▶ _Task requirements_:
Pick out every line in the rows below that contains the word "this" and copy each one. Case counts, so a match must have the same capitalization.

▶ _Recorded data_:
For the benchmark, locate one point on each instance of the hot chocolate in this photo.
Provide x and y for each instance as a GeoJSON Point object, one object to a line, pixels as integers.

==

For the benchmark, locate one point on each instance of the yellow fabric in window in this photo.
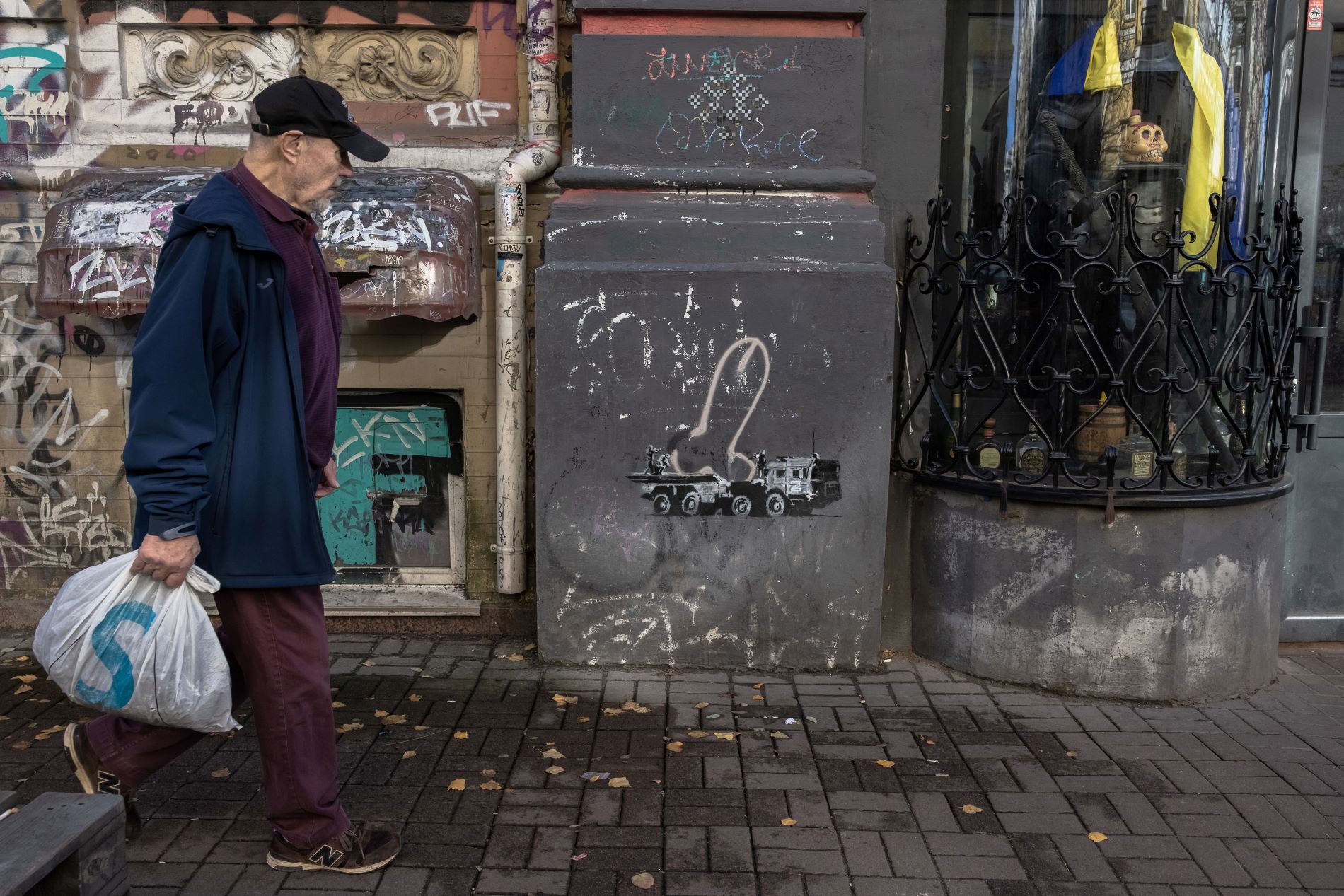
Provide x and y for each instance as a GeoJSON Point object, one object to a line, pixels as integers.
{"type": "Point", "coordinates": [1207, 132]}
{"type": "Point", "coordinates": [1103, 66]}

...

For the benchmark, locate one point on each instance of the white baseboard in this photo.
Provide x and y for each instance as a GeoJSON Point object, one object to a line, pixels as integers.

▶ _Expected output_:
For the benchmark, locate one point on each instance of the hot chocolate in this photo.
For the benchmark, locate one point on each instance of the yellow fabric in window in this photo.
For the benchmark, locate one point on each instance of the white baseboard in this photo.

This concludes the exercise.